[Some records]
○ ○ ○

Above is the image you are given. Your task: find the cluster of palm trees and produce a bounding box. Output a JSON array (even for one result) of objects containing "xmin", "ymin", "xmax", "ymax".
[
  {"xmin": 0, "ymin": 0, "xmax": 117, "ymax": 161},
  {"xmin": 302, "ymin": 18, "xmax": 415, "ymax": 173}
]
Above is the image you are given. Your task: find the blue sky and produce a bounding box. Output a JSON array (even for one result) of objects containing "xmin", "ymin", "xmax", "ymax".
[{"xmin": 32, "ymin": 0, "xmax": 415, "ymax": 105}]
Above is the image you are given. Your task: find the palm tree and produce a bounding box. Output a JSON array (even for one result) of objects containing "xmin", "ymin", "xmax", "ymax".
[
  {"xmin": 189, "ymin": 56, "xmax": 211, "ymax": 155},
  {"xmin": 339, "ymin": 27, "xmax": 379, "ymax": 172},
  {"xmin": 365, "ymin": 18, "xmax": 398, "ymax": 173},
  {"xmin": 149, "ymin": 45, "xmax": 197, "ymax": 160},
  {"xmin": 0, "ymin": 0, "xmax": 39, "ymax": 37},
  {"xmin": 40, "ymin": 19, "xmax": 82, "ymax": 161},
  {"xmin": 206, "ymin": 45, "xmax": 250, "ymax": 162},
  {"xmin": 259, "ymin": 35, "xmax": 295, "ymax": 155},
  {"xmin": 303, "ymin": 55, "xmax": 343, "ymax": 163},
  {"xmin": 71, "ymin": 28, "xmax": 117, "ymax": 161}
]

○ ○ ○

▶ **INSTRUCTIONS TO FOLLOW**
Copy the lines above word for word.

▶ **SOLUTION TO THE EXERCISE**
Above is the image you are given. Your task: find the cluster of palm trees and produce a bounding box. Output a JSON array (even for one result) of objects containing "xmin", "ymin", "xmax", "ymax".
[
  {"xmin": 0, "ymin": 0, "xmax": 117, "ymax": 161},
  {"xmin": 302, "ymin": 18, "xmax": 415, "ymax": 173}
]
Above is the image you are given. Your task: find the blue sky and produce a bounding box. Output a JSON array (even for one result) of objects containing "xmin", "ymin", "xmax", "ymax".
[{"xmin": 32, "ymin": 0, "xmax": 415, "ymax": 105}]
Above is the image you are given. Your task: find the palm tree and produce a bounding box. Output a JSON array (even for one result) of objects containing "xmin", "ymin", "xmax", "ymax".
[
  {"xmin": 189, "ymin": 56, "xmax": 211, "ymax": 155},
  {"xmin": 339, "ymin": 27, "xmax": 379, "ymax": 172},
  {"xmin": 365, "ymin": 18, "xmax": 398, "ymax": 173},
  {"xmin": 149, "ymin": 45, "xmax": 197, "ymax": 160},
  {"xmin": 0, "ymin": 0, "xmax": 39, "ymax": 37},
  {"xmin": 40, "ymin": 19, "xmax": 82, "ymax": 161},
  {"xmin": 206, "ymin": 45, "xmax": 250, "ymax": 162},
  {"xmin": 259, "ymin": 35, "xmax": 295, "ymax": 155},
  {"xmin": 303, "ymin": 55, "xmax": 343, "ymax": 163},
  {"xmin": 71, "ymin": 28, "xmax": 117, "ymax": 161}
]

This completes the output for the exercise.